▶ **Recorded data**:
□ □ □ □
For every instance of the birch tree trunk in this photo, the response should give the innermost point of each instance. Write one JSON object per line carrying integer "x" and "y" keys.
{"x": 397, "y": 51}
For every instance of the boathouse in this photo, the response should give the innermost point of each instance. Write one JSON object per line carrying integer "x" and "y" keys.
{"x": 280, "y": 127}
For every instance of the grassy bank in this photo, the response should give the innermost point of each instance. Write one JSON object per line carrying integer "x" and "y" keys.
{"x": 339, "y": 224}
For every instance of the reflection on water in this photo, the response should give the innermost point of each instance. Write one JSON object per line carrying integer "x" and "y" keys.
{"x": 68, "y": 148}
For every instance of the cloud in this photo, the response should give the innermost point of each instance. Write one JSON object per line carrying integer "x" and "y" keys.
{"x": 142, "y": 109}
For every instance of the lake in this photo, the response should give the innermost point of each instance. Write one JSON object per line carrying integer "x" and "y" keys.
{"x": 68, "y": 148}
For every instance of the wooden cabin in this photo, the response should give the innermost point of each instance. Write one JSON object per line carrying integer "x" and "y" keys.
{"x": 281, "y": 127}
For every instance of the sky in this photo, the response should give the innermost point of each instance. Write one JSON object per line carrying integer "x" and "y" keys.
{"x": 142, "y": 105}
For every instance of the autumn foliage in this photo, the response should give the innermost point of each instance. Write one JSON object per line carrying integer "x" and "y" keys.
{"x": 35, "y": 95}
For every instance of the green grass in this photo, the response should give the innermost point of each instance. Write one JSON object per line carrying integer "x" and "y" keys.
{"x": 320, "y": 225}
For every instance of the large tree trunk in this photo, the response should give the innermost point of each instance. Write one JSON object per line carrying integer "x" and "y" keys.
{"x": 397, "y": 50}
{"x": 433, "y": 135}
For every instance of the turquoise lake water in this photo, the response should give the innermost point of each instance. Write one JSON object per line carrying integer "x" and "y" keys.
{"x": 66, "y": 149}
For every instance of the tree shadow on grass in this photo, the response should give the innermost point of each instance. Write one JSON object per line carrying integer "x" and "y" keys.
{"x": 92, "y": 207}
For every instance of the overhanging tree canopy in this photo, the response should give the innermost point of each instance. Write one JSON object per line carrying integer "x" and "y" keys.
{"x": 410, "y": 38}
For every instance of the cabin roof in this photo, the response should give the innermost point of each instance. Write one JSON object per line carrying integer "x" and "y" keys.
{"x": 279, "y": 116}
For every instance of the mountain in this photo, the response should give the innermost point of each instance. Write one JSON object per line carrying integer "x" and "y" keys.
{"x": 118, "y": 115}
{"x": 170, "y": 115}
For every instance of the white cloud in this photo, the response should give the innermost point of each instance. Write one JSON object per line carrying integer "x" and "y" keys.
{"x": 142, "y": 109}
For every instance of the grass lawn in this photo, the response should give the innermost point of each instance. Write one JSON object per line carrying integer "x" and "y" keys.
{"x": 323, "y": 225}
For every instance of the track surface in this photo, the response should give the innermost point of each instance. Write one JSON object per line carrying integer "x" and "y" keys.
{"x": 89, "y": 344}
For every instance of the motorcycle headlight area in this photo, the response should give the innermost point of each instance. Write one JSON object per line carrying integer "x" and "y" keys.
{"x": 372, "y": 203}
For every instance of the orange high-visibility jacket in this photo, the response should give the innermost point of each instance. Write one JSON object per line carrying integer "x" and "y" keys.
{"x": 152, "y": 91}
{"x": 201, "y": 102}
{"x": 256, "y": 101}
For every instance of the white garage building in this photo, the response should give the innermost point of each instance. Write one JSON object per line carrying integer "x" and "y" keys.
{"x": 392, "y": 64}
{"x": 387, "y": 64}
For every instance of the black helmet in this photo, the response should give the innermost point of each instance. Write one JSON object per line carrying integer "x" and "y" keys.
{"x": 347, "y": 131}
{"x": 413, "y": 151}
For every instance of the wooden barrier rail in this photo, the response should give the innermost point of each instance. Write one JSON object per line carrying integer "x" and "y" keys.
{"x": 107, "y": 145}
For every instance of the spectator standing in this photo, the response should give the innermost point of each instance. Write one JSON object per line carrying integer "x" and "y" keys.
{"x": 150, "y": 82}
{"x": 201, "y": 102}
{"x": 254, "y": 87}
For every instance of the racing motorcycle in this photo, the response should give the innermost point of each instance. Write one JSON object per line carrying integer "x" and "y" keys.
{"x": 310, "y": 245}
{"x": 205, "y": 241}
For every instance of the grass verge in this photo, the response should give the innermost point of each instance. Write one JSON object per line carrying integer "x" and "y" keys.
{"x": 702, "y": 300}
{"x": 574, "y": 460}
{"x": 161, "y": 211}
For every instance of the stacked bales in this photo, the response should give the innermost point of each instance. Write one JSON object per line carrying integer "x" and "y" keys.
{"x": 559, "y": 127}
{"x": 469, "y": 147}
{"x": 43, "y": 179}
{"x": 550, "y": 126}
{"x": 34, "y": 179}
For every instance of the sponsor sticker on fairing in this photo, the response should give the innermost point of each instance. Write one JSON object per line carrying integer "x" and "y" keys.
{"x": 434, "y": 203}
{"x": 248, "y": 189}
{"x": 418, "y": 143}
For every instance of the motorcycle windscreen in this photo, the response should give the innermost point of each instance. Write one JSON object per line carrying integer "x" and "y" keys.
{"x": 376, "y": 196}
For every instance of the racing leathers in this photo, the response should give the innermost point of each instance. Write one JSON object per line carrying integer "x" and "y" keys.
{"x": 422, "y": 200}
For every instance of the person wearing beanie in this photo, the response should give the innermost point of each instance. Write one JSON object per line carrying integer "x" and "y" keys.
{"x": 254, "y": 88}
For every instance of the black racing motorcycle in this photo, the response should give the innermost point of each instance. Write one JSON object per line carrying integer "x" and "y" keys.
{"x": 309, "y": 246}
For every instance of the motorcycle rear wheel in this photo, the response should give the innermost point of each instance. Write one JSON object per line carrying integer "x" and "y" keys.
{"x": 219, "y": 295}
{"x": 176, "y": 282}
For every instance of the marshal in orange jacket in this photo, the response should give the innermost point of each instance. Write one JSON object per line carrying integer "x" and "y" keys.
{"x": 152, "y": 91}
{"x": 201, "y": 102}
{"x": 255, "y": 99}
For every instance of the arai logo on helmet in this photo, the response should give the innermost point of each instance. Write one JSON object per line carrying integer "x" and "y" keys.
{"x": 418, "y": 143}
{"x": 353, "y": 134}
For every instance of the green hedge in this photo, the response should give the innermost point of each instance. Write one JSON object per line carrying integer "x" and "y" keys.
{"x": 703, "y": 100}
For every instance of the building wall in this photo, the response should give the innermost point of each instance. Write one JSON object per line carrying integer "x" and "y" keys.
□ □ □ □
▶ **Problem description**:
Reproduce the full set of records precisely.

▶ **Problem solution**:
For every instance of the birch tree trunk in this photo, the response should give the innermost point of each instance. Write one JSON object per line carrying integer "x" and "y" keys.
{"x": 397, "y": 51}
For every instance of the boathouse in this photo, the response should give the innermost point of each instance. Write one JSON object per line carrying integer "x" and "y" keys.
{"x": 280, "y": 127}
For every instance of the grassy bank in this photo, the response should give the innermost point of each instance. Write one JSON object per line carrying integer "x" and "y" keys.
{"x": 339, "y": 224}
For every instance of the reflection on water in this photo, the response should give the innermost point of each instance. Write one JSON object per line carrying integer "x" and "y" keys.
{"x": 68, "y": 148}
For every instance of the cloud in this photo, the response should give the innermost point of each instance. Write one JSON object per line carrying integer "x" and "y" keys.
{"x": 142, "y": 109}
For every instance of the lake in this photo, the response should give the innermost point of each instance. Write one JSON object per line carrying integer "x" and "y" keys.
{"x": 68, "y": 148}
For every instance of the wooden cabin in this photo, the response should give the innermost point of each instance. Write one JSON object per line carrying integer "x" and "y" keys.
{"x": 281, "y": 127}
For every instance of the sky in this photo, the response should give the innermost point of each instance. Write one JSON object per line carrying integer "x" and "y" keys.
{"x": 142, "y": 105}
For every instance of the autumn foliage in this photo, the response should give the innermost point of each instance. Write one JSON object per line carrying integer "x" and "y" keys.
{"x": 35, "y": 95}
For every instance of the green grass in this photo, the response should give the innermost point of each instance. Write one JSON object per line carrying integer "x" and "y" keys.
{"x": 320, "y": 225}
For every instance of the large tree trunk in this photo, the response should give the innermost point of each instance. Write one JSON object per line carrying integer "x" and "y" keys.
{"x": 397, "y": 50}
{"x": 433, "y": 135}
For every instance of the turquoise lake water in this photo, the response should give the innermost point of each instance. Write one JSON object per line carrying integer "x" and "y" keys.
{"x": 66, "y": 149}
For every instance of the tree shadow on grass in this photo, the response should give the innermost point of each instance. Write one JSON object per line carrying integer "x" and "y" keys.
{"x": 92, "y": 207}
For every instance of the overhanging tree canopy in this photo, the response should give the innermost point of each instance. Write one JSON object per line carrying integer "x" and "y" keys.
{"x": 410, "y": 38}
For every instance of the cabin roof in this photo, the response should give the innermost point of each instance. Write one JSON object per line carrying integer "x" and "y" keys.
{"x": 279, "y": 116}
For every instance of the mountain in this photo, the response should give the innermost point of each instance. Write one JSON object per line carrying integer "x" and "y" keys.
{"x": 118, "y": 115}
{"x": 170, "y": 115}
For every instance of the white cloud in this photo, the response should give the innermost point of each instance. Write one JSON object per line carrying integer "x" and "y" keys.
{"x": 142, "y": 109}
For every instance of the grass lawn in this photo, the response should give the innermost point of each instance. Write one JSON object per line carrying integer "x" and "y" keys.
{"x": 323, "y": 225}
For every instance of the track surface in this photo, the response should give the innermost point of each instance. Write one JSON object per line carrying integer "x" and "y" keys.
{"x": 89, "y": 344}
For every instance of the motorcycle headlight area in this photo, the response should give the innermost point of each instance. Write one JSON object per line carrying integer "x" and "y" keys.
{"x": 372, "y": 203}
For every instance of the orange high-visibility jacket in this photo, the response should give the innermost point of each instance. Write one JSON object per line carrying integer "x" and "y" keys.
{"x": 152, "y": 91}
{"x": 201, "y": 102}
{"x": 256, "y": 101}
For every instance of the white garage building in this photo, the response should give the innermost point of each instance. Write one JSON object per line carrying integer "x" and "y" keys.
{"x": 392, "y": 64}
{"x": 387, "y": 64}
For every instance of the black helmet in this photo, the response should give the innermost point of each instance. Write one JSON object per line carrying integer "x" and "y" keys.
{"x": 347, "y": 131}
{"x": 413, "y": 151}
For every instance of the wooden barrier rail in this photo, the response should give the innermost point of each instance. Write one JSON object per line carrying integer "x" and "y" keys.
{"x": 107, "y": 145}
For every instance of the spectator standing in this photo, the response should give the innermost point of each instance. Write one JSON object per line carrying integer "x" and "y" keys.
{"x": 150, "y": 82}
{"x": 201, "y": 102}
{"x": 254, "y": 87}
For every instance of the racing motorcycle in this photo, the response should give the innermost point of each instance. Write one JSON object per line carrying integer "x" and "y" keys.
{"x": 310, "y": 245}
{"x": 205, "y": 241}
For every instance of the grass verge in this photo, the response should give the innermost point of each instance. Write one JSON object per line carrying integer "x" and "y" keys.
{"x": 702, "y": 300}
{"x": 574, "y": 460}
{"x": 161, "y": 211}
For every instance of the stacked bales in this photo, the response should give the innermost point of each instance. Write one JSON object per line carrying integer "x" and "y" keys.
{"x": 559, "y": 127}
{"x": 469, "y": 147}
{"x": 43, "y": 179}
{"x": 550, "y": 126}
{"x": 34, "y": 179}
For every instance of the sponsor sticker on fairing in this photo, the response should give the innermost point of each instance. Write one JSON object per line carrying integer "x" and "y" keys.
{"x": 434, "y": 203}
{"x": 248, "y": 189}
{"x": 418, "y": 143}
For every instance of the motorcycle windscreen in this photo, the response should give the innermost point of each instance. Write one JSON object per line carrying integer "x" and "y" keys.
{"x": 376, "y": 196}
For every instance of the racing leathers in this photo, the response should give the innermost point of each instance. Write one JSON object per line carrying integer "x" and "y" keys.
{"x": 422, "y": 200}
For every instance of the person wearing beanie in this photo, the response should give the innermost point of each instance. Write one JSON object per line carrying integer "x" and "y" keys.
{"x": 254, "y": 88}
For every instance of the black racing motorcycle in this photo, the response should give the innermost point of each instance. Write one JSON object per line carrying integer "x" and "y" keys.
{"x": 309, "y": 246}
For every instance of the motorcycle rear wheel in this photo, the response should give the innermost point of each instance. Write one JSON object per line carrying integer "x" and "y" keys.
{"x": 219, "y": 295}
{"x": 176, "y": 282}
For every instance of the marshal in orange jacket in this photo, the response should give the innermost point of each instance. Write one JSON object per line carrying integer "x" and "y" keys.
{"x": 152, "y": 91}
{"x": 201, "y": 102}
{"x": 255, "y": 99}
For every instance of the arai logo on helmet in this photo, the response should give the innermost point of each instance. Write one JSON object per line carrying integer "x" and "y" keys.
{"x": 418, "y": 143}
{"x": 353, "y": 134}
For every instance of the green hedge in this photo, the response should give the innermost point of each instance. Write one JSON object per line carrying integer "x" and "y" keys.
{"x": 703, "y": 100}
For every instance of the building wall in this photo, the response should give the innermost point of each instance. Write one JSON object per line carrying integer "x" and "y" keys.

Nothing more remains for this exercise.